**Problem requirements:** Nothing in the records should be altered; retype them all exactly.

**Given entries:**
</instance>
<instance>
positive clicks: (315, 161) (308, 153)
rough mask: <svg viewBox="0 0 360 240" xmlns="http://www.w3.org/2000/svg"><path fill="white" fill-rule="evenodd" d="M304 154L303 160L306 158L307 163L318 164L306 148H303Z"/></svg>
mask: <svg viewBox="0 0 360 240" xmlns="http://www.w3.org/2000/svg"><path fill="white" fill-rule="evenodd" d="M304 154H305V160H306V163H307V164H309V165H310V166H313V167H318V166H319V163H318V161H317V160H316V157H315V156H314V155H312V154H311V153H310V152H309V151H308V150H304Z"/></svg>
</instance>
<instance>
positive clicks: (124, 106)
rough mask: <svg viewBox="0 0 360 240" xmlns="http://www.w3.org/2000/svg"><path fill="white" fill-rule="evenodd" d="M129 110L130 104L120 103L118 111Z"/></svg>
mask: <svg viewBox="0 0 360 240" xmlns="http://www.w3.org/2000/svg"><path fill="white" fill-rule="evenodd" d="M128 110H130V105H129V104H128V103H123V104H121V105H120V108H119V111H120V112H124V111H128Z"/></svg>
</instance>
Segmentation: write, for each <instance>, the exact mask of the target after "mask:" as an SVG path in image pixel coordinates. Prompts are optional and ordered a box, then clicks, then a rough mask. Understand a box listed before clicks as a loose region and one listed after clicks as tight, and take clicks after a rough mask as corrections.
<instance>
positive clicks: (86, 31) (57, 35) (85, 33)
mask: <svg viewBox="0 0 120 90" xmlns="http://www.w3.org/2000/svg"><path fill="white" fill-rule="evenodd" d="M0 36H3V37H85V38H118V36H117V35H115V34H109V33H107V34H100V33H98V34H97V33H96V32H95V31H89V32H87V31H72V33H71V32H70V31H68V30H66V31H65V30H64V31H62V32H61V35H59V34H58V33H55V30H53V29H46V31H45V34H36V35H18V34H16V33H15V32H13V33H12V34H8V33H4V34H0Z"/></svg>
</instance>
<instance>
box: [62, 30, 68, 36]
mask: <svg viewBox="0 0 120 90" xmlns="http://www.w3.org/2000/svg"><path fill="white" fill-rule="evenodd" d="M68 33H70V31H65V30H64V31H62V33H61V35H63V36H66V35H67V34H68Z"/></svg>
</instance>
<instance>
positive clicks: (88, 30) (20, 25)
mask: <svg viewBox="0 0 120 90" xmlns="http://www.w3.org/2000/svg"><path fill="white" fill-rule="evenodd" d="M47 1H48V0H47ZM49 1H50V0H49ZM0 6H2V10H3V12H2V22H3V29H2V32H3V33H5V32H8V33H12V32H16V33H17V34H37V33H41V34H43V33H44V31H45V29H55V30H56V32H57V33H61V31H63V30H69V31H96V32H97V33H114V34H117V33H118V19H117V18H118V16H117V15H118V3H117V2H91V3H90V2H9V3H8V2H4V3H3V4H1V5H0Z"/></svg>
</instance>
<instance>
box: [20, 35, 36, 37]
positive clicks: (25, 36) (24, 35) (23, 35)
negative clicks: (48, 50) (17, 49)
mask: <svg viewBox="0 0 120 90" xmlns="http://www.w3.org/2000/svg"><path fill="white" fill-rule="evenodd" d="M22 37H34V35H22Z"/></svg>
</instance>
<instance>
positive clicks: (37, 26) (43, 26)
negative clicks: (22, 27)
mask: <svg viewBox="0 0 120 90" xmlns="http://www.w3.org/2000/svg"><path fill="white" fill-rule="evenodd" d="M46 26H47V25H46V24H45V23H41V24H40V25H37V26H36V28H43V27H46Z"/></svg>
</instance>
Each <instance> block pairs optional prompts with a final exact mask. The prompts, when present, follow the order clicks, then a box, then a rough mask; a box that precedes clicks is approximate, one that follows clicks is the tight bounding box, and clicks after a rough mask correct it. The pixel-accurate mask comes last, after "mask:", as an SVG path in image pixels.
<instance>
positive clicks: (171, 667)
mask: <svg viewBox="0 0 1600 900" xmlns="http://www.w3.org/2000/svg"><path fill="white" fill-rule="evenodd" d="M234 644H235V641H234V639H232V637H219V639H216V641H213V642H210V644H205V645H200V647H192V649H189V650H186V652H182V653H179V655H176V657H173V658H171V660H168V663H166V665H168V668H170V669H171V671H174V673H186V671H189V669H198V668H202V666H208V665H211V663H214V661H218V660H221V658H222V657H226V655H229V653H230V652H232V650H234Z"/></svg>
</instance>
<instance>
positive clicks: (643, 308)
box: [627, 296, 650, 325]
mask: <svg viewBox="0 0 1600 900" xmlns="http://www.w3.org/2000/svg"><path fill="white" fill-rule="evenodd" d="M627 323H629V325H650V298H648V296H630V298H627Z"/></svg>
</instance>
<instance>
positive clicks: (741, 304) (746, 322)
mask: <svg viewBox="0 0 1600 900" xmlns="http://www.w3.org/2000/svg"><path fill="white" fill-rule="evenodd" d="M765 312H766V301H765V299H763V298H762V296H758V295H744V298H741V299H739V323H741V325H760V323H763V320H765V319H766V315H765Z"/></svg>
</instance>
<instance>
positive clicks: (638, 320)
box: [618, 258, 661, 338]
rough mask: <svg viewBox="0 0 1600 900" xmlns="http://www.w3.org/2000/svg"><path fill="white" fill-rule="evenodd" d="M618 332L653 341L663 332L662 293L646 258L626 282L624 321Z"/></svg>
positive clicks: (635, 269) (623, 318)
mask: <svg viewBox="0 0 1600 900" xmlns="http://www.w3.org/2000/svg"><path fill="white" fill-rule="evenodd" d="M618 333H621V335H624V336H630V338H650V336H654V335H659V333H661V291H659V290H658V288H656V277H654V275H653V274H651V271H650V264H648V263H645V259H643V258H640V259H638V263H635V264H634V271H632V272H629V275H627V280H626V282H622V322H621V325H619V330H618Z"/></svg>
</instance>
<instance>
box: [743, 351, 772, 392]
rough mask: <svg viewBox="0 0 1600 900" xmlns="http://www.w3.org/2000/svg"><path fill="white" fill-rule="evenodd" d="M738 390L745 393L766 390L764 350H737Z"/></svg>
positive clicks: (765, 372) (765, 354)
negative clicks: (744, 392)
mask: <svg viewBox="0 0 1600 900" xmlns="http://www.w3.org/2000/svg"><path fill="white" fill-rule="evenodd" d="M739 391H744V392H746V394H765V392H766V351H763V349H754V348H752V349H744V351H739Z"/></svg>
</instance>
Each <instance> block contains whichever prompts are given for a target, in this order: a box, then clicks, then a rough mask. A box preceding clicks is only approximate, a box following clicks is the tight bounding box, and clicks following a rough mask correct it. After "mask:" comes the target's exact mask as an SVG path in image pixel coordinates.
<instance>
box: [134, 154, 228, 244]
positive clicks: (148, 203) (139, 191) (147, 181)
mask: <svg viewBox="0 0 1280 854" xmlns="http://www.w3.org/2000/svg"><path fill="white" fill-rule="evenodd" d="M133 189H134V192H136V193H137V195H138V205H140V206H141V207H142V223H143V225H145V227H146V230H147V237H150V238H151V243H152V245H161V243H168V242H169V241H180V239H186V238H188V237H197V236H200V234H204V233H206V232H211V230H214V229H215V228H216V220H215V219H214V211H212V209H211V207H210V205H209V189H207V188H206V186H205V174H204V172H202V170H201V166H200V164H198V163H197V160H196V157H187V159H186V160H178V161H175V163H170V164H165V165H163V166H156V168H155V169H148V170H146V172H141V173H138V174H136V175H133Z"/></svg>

**The completed task:**
</instance>
<instance>
positive clicks: (315, 161) (308, 153)
rough mask: <svg viewBox="0 0 360 240" xmlns="http://www.w3.org/2000/svg"><path fill="white" fill-rule="evenodd" d="M304 154L303 160L306 158L307 163L318 164L306 148H303Z"/></svg>
mask: <svg viewBox="0 0 360 240" xmlns="http://www.w3.org/2000/svg"><path fill="white" fill-rule="evenodd" d="M304 154H305V160H306V163H307V164H309V165H310V166H313V167H318V166H319V163H318V161H317V160H316V157H315V156H314V155H312V154H311V153H310V152H309V151H308V150H304Z"/></svg>
</instance>
<instance>
positive clicks: (124, 106)
rough mask: <svg viewBox="0 0 360 240" xmlns="http://www.w3.org/2000/svg"><path fill="white" fill-rule="evenodd" d="M129 110L130 104L120 103L118 111Z"/></svg>
mask: <svg viewBox="0 0 360 240" xmlns="http://www.w3.org/2000/svg"><path fill="white" fill-rule="evenodd" d="M128 110H130V105H129V104H128V103H123V104H121V105H120V108H119V111H120V112H124V111H128Z"/></svg>
</instance>
Segmentation: write, for each <instance>, the exact mask of the target after "mask:" as an SVG path in image pixel coordinates. Prompts are optional and ordered a box, then clicks, then a rough mask. Understand a box listed before clicks as a loose region and one listed after clicks as tight, and take clicks after a rough mask as corrections.
<instance>
positive clicks: (86, 31) (57, 35) (85, 33)
mask: <svg viewBox="0 0 120 90" xmlns="http://www.w3.org/2000/svg"><path fill="white" fill-rule="evenodd" d="M0 36H3V37H85V38H118V36H117V35H115V34H109V33H107V34H100V33H98V34H97V33H96V32H95V31H89V32H87V31H72V33H71V32H70V31H68V30H66V31H65V30H64V31H62V32H61V35H59V34H58V33H55V30H53V29H46V31H45V34H36V35H18V34H16V33H15V32H13V33H12V34H8V33H4V34H0Z"/></svg>
</instance>
<instance>
box: [62, 30, 68, 36]
mask: <svg viewBox="0 0 120 90" xmlns="http://www.w3.org/2000/svg"><path fill="white" fill-rule="evenodd" d="M68 33H70V31H65V30H64V31H62V33H61V35H63V36H66V35H67V34H68Z"/></svg>
</instance>
<instance>
positive clicks: (88, 30) (20, 25)
mask: <svg viewBox="0 0 120 90" xmlns="http://www.w3.org/2000/svg"><path fill="white" fill-rule="evenodd" d="M47 1H48V0H47ZM49 1H50V0H49ZM0 6H2V10H3V12H2V22H3V29H2V32H3V33H5V32H8V33H12V32H16V33H17V34H37V33H41V34H43V33H44V31H45V29H55V30H56V32H57V33H61V31H63V30H69V31H96V32H97V33H114V34H117V33H118V19H117V18H118V16H117V15H118V3H117V2H91V3H90V2H9V3H8V2H4V3H3V4H1V5H0Z"/></svg>
</instance>
<instance>
box: [20, 35, 36, 37]
positive clicks: (25, 36) (24, 35) (23, 35)
negative clicks: (48, 50) (17, 49)
mask: <svg viewBox="0 0 120 90" xmlns="http://www.w3.org/2000/svg"><path fill="white" fill-rule="evenodd" d="M22 37H34V35H22Z"/></svg>
</instance>
<instance>
positive clicks: (37, 26) (43, 26)
negative clicks: (22, 27)
mask: <svg viewBox="0 0 120 90" xmlns="http://www.w3.org/2000/svg"><path fill="white" fill-rule="evenodd" d="M46 26H47V25H46V24H45V23H41V24H40V25H37V26H36V28H43V27H46Z"/></svg>
</instance>
Each <instance> block pairs optional prompts with a final exact mask. The prompts, when present, follow the order clicks, then a box, then a rough mask; a box that precedes clicks is approximate, one that follows clicks is the tight bounding box, and clicks after a rough mask correct it. The pixel-accurate mask comes last, after "mask:", as an SVG path in image pixels.
<instance>
positive clicks: (171, 667)
mask: <svg viewBox="0 0 1600 900" xmlns="http://www.w3.org/2000/svg"><path fill="white" fill-rule="evenodd" d="M234 644H235V641H234V639H232V637H219V639H216V641H213V642H210V644H205V645H200V647H192V649H189V650H186V652H182V653H179V655H176V657H173V658H171V660H168V663H166V665H168V668H170V669H171V671H174V673H186V671H189V669H198V668H202V666H208V665H211V663H214V661H218V660H221V658H222V657H226V655H229V653H230V652H232V650H234Z"/></svg>
</instance>
<instance>
positive clicks: (643, 308)
box: [627, 296, 650, 325]
mask: <svg viewBox="0 0 1600 900" xmlns="http://www.w3.org/2000/svg"><path fill="white" fill-rule="evenodd" d="M627 323H629V325H650V298H648V296H630V298H627Z"/></svg>
</instance>
<instance>
positive clicks: (741, 304) (746, 322)
mask: <svg viewBox="0 0 1600 900" xmlns="http://www.w3.org/2000/svg"><path fill="white" fill-rule="evenodd" d="M765 312H766V301H765V299H763V298H762V296H758V295H744V298H741V299H739V323H741V325H760V323H763V320H765V319H766V315H765Z"/></svg>
</instance>
<instance>
positive clicks: (638, 320)
box: [618, 258, 661, 338]
rough mask: <svg viewBox="0 0 1600 900" xmlns="http://www.w3.org/2000/svg"><path fill="white" fill-rule="evenodd" d="M618 332L653 341L663 332L662 293L646 258L626 282L624 321Z"/></svg>
positive clicks: (635, 269) (623, 318)
mask: <svg viewBox="0 0 1600 900" xmlns="http://www.w3.org/2000/svg"><path fill="white" fill-rule="evenodd" d="M618 333H621V335H624V336H630V338H650V336H654V335H659V333H661V291H659V290H658V288H656V277H654V275H653V274H651V271H650V264H648V263H645V259H643V258H640V259H638V263H635V264H634V271H632V272H629V275H627V280H626V282H622V322H621V325H619V330H618Z"/></svg>
</instance>
<instance>
box: [743, 351, 772, 392]
rough mask: <svg viewBox="0 0 1600 900" xmlns="http://www.w3.org/2000/svg"><path fill="white" fill-rule="evenodd" d="M738 390L745 393L766 390L764 350H737Z"/></svg>
positive clicks: (765, 372) (765, 354)
negative clicks: (744, 392)
mask: <svg viewBox="0 0 1600 900" xmlns="http://www.w3.org/2000/svg"><path fill="white" fill-rule="evenodd" d="M739 391H744V392H746V394H765V392H766V351H763V349H754V348H752V349H744V351H739Z"/></svg>
</instance>
Each <instance> block contains whichever prompts are given for a target, in this order: a box, then clicks, then a rough mask. A box preceding clicks is only approximate, a box following clicks is the tight bounding box, and clicks following a rough mask correct it. After "mask:" comes the target's exact mask as an SVG path in image pixel coordinates.
<instance>
box: [134, 154, 228, 244]
positive clicks: (148, 203) (139, 191) (147, 181)
mask: <svg viewBox="0 0 1280 854" xmlns="http://www.w3.org/2000/svg"><path fill="white" fill-rule="evenodd" d="M133 189H134V192H136V193H137V195H138V205H140V206H141V207H142V223H143V225H145V227H146V230H147V237H150V238H151V243H152V245H161V243H168V242H169V241H180V239H186V238H188V237H197V236H200V234H204V233H206V232H211V230H214V229H215V228H216V220H215V219H214V211H212V209H211V207H210V205H209V189H207V188H206V186H205V174H204V172H202V170H201V166H200V164H198V163H197V160H196V157H187V159H186V160H178V161H175V163H170V164H165V165H163V166H156V168H155V169H148V170H146V172H141V173H138V174H136V175H133Z"/></svg>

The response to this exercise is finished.